> Activity:
Copy each line below that contains "blue".
──────────
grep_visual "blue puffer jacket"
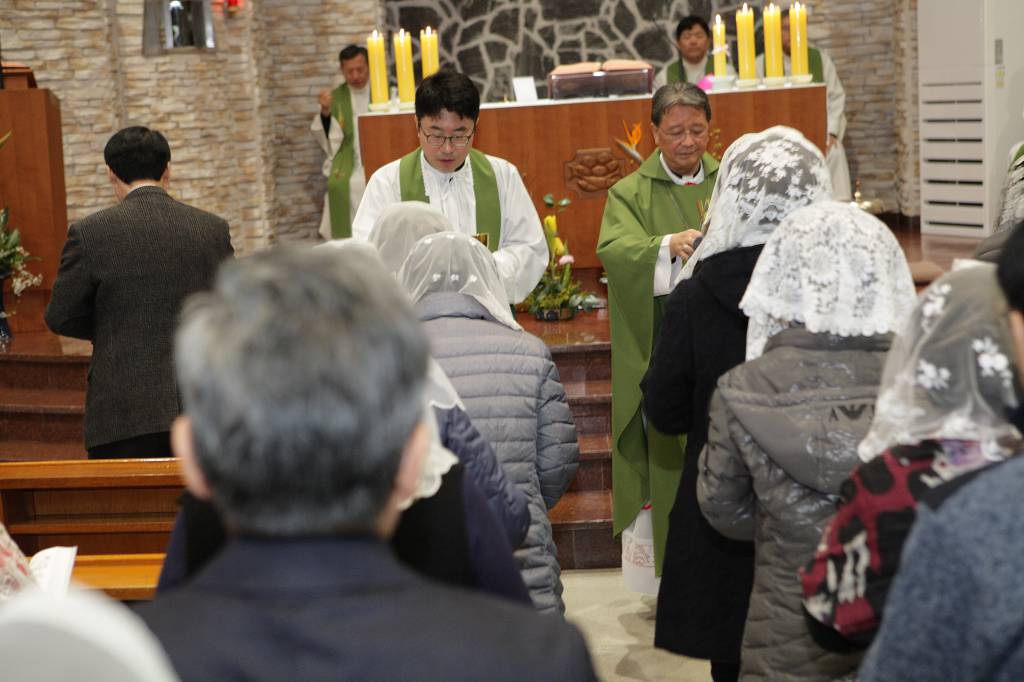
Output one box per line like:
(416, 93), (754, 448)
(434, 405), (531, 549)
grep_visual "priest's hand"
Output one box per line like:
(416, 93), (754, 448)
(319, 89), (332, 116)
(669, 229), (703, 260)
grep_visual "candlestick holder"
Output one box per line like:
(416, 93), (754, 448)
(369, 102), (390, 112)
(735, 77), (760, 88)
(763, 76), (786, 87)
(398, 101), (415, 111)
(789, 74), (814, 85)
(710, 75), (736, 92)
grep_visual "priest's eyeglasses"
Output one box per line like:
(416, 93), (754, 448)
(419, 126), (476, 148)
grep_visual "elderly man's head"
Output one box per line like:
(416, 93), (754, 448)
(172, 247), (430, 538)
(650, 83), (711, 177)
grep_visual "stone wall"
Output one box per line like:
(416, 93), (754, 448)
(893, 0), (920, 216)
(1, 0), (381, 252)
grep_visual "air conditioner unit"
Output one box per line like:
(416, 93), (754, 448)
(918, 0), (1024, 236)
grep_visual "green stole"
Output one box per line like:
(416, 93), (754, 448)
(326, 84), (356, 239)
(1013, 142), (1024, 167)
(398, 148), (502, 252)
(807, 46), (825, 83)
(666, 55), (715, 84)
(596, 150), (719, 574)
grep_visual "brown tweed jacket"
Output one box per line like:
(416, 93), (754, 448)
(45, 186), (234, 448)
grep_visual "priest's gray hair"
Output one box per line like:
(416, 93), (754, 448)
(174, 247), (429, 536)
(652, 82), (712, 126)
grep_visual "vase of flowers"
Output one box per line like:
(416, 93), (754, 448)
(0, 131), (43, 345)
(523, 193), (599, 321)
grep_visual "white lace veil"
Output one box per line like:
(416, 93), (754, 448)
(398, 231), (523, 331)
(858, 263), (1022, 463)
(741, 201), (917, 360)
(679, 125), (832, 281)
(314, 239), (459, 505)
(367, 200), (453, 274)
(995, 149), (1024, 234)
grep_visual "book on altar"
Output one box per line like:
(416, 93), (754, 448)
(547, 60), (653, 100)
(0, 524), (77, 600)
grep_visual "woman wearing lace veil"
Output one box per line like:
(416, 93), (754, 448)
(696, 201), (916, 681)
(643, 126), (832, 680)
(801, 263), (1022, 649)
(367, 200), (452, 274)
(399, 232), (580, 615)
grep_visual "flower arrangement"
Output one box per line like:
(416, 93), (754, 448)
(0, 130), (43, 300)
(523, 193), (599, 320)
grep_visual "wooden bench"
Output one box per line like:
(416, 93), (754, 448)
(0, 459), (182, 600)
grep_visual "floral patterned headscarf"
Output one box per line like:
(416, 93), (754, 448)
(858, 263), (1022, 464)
──────────
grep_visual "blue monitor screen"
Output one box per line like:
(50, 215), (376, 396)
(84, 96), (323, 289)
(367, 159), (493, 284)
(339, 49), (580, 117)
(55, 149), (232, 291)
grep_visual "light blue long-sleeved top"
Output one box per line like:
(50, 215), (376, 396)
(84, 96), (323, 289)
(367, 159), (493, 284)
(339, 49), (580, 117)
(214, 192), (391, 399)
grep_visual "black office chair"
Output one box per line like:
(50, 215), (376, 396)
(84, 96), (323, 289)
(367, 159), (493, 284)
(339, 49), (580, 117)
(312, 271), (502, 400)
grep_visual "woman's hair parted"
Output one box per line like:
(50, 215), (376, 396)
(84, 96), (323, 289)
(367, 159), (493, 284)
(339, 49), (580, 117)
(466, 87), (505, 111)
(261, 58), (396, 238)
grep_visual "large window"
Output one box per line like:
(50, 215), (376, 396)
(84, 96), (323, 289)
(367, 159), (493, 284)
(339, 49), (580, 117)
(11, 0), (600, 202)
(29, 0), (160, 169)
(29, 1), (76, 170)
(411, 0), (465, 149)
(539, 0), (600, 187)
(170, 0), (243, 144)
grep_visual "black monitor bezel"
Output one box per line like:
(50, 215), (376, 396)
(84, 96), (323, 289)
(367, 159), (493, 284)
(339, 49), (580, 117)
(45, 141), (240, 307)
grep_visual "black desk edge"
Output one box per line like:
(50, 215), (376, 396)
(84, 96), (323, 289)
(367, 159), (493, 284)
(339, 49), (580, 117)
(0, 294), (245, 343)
──────────
> Completed task:
grep_visual "blue puffer jacket"
grep_visual "blue monitor screen"
grep_visual "light blue long-sleeved top"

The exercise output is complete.